--- SOURCE DATA ---
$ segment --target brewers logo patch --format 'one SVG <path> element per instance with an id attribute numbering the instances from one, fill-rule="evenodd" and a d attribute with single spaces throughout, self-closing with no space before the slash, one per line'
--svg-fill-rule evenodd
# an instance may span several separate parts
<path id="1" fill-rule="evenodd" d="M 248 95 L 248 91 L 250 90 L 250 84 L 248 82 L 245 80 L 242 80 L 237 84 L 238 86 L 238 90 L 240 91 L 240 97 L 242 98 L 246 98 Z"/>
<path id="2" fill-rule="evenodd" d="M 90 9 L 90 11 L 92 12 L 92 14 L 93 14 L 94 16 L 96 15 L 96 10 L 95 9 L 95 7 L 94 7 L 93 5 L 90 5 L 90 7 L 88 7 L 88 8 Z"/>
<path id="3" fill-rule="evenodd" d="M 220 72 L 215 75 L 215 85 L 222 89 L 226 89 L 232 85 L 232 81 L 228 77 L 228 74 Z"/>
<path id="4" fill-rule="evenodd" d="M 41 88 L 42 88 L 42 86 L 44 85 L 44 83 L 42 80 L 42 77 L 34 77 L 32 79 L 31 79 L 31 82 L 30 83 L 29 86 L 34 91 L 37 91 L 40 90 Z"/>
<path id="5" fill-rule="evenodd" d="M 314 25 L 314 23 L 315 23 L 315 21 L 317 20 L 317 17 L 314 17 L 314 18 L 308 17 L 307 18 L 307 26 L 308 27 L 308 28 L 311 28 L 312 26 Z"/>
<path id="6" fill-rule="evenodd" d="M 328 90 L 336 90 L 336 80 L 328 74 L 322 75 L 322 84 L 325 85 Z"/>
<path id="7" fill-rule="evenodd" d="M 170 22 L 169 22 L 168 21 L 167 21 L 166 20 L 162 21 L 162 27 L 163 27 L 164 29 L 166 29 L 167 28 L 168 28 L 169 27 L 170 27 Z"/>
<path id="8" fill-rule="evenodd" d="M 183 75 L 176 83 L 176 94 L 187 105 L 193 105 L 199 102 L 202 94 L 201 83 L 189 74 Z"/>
---
• PROBLEM REQUIREMENTS: Write out the lines above as a numbered list, leaving out any blank lines.

• RIGHT ANSWER:
1. $ segment --target brewers logo patch --format 'one SVG <path> element per instance with an id attribute numbering the instances from one, fill-rule="evenodd" and a d attribute with single spaces throughout, self-closing with no space before the slash, one per line'
2. --svg-fill-rule evenodd
3. # an instance may span several separate parts
4. <path id="1" fill-rule="evenodd" d="M 248 95 L 248 91 L 250 90 L 250 84 L 248 82 L 245 80 L 242 80 L 237 84 L 238 86 L 238 90 L 240 91 L 240 97 L 242 98 L 246 98 Z"/>
5. <path id="2" fill-rule="evenodd" d="M 90 9 L 90 11 L 92 12 L 92 14 L 93 14 L 94 16 L 96 15 L 96 10 L 95 9 L 95 7 L 94 7 L 93 5 L 90 5 L 90 7 L 88 7 L 88 8 Z"/>
6. <path id="3" fill-rule="evenodd" d="M 220 72 L 215 75 L 215 85 L 222 89 L 226 89 L 232 85 L 232 81 L 228 77 L 228 74 Z"/>
7. <path id="4" fill-rule="evenodd" d="M 41 88 L 42 88 L 42 86 L 44 85 L 44 83 L 42 80 L 42 77 L 34 77 L 32 79 L 31 79 L 31 82 L 30 83 L 29 86 L 34 91 L 37 91 L 40 90 Z"/>
8. <path id="5" fill-rule="evenodd" d="M 314 25 L 314 23 L 315 23 L 315 21 L 317 20 L 317 17 L 314 17 L 314 18 L 308 17 L 307 18 L 307 26 L 308 27 L 308 28 L 311 28 L 312 26 Z"/>
9. <path id="6" fill-rule="evenodd" d="M 328 90 L 336 90 L 336 80 L 328 74 L 322 75 L 322 84 L 325 85 Z"/>
10. <path id="7" fill-rule="evenodd" d="M 170 22 L 169 22 L 168 21 L 167 21 L 166 20 L 162 21 L 162 27 L 163 27 L 164 29 L 166 29 L 167 28 L 168 28 L 169 27 L 170 27 Z"/>
11. <path id="8" fill-rule="evenodd" d="M 183 75 L 176 83 L 176 94 L 187 105 L 193 105 L 199 102 L 202 94 L 201 83 L 189 74 Z"/>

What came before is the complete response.